-- Assigned task --
Once you find a line containing the word "eroded" in the entries below, copy it.

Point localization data
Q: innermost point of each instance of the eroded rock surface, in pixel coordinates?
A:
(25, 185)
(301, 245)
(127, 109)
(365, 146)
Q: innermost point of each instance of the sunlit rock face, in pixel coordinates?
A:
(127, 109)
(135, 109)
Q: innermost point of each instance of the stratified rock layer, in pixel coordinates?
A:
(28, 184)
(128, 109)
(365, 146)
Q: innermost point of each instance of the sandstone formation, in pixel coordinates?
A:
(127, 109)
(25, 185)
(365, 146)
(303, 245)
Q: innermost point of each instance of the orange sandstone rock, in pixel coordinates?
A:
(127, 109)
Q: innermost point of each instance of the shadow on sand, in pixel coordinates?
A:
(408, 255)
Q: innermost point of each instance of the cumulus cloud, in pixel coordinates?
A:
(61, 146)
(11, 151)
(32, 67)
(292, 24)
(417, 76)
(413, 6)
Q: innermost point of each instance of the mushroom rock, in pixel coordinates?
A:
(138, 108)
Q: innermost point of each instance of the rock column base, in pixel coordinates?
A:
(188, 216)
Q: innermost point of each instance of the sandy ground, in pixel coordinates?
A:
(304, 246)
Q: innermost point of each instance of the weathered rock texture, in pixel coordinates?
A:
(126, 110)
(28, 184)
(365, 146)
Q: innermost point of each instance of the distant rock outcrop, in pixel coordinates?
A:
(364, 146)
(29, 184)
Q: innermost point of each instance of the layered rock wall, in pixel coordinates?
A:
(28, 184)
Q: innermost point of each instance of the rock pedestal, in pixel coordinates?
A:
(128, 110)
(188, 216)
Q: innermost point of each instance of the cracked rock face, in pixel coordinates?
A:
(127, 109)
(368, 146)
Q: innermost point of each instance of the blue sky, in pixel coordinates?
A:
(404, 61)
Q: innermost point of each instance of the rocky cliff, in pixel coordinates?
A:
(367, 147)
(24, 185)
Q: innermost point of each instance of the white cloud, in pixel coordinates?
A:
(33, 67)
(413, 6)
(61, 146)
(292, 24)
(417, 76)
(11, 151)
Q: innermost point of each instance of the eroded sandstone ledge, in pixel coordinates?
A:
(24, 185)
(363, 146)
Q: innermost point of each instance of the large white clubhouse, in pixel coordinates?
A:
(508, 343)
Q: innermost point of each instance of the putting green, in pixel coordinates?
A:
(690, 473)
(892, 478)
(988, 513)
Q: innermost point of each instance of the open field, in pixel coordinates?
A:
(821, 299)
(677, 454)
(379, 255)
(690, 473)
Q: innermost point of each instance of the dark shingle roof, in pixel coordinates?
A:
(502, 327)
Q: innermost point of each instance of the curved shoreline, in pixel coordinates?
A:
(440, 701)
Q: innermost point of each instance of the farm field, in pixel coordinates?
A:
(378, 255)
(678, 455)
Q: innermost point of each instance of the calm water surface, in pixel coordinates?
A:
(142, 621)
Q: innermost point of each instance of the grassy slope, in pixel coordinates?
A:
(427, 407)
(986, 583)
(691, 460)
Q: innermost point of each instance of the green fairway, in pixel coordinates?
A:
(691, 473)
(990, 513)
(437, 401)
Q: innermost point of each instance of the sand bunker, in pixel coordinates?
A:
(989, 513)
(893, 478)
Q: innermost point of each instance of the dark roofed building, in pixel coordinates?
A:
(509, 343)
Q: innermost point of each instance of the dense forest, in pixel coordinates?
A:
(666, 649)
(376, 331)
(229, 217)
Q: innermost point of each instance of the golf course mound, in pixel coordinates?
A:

-- Response area --
Q: innermost point of each instance of the eroded rock surface, in pixel coordinates?
Q: innermost point of each instance of the eroded sandstone ledge, in pixel coordinates?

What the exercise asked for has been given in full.